╭─ SOURCE DATA

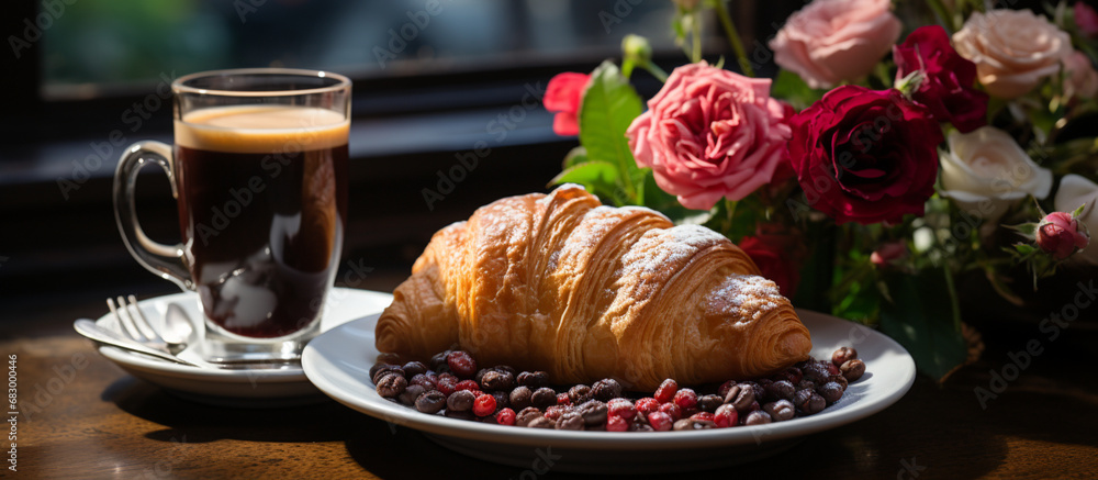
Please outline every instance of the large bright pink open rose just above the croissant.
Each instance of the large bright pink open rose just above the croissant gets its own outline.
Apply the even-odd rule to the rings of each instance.
[[[740,200],[774,177],[789,127],[769,79],[705,64],[675,68],[626,131],[640,167],[687,209]]]

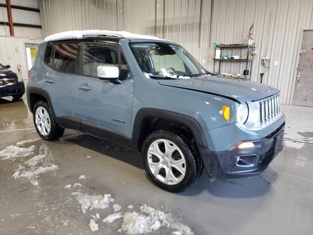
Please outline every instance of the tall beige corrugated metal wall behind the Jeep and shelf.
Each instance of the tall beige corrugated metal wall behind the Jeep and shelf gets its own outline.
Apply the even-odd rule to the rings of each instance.
[[[213,2],[212,2],[213,1]],[[75,29],[126,30],[178,42],[209,71],[212,43],[243,43],[254,22],[253,81],[282,90],[290,104],[303,29],[313,29],[313,0],[40,0],[44,36]],[[211,10],[212,6],[212,10]],[[211,16],[211,12],[213,13]],[[261,58],[270,58],[269,69]],[[274,61],[278,65],[274,65]],[[237,73],[235,62],[224,70]],[[243,68],[241,69],[241,73]]]

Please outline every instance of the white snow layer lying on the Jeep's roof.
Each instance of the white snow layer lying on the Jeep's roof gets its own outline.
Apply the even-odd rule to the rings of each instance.
[[[83,37],[90,37],[91,35],[108,35],[108,36],[115,36],[120,38],[138,38],[138,39],[153,39],[153,40],[161,40],[154,36],[149,35],[142,35],[142,34],[135,34],[126,31],[111,31],[111,30],[72,30],[66,31],[61,33],[52,34],[47,36],[44,42],[47,41],[55,41],[55,40],[62,40],[62,39],[80,39]]]

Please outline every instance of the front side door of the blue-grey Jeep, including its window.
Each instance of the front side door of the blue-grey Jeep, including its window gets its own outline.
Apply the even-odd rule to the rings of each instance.
[[[127,141],[131,136],[134,82],[119,46],[83,43],[82,64],[83,75],[78,77],[76,89],[83,131],[127,145],[121,141]],[[99,79],[99,65],[118,66],[122,83]]]

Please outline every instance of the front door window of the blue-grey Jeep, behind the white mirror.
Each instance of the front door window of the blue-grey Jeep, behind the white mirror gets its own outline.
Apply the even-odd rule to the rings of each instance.
[[[118,67],[118,47],[97,43],[85,43],[83,52],[83,73],[97,76],[99,65],[114,65]]]

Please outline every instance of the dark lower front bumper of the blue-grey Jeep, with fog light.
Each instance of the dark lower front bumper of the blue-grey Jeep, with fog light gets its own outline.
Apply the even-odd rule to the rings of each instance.
[[[282,150],[285,122],[267,137],[246,141],[253,142],[253,148],[239,148],[240,141],[226,151],[211,152],[203,158],[204,166],[210,178],[243,178],[262,173],[268,164]],[[238,161],[240,160],[240,161]]]

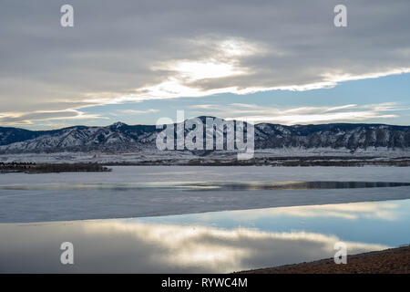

╰─

■ **TASK GOAL**:
Where the word "lower" shows up in a line of the entries above, copy that line.

■ **RESULT BELOW**:
Please outline every instance of the dark lower front bumper of the blue-grey Jeep, with fog light.
Each instance of the dark lower front bumper of the blue-grey Jeep, with fog light gets its own outline.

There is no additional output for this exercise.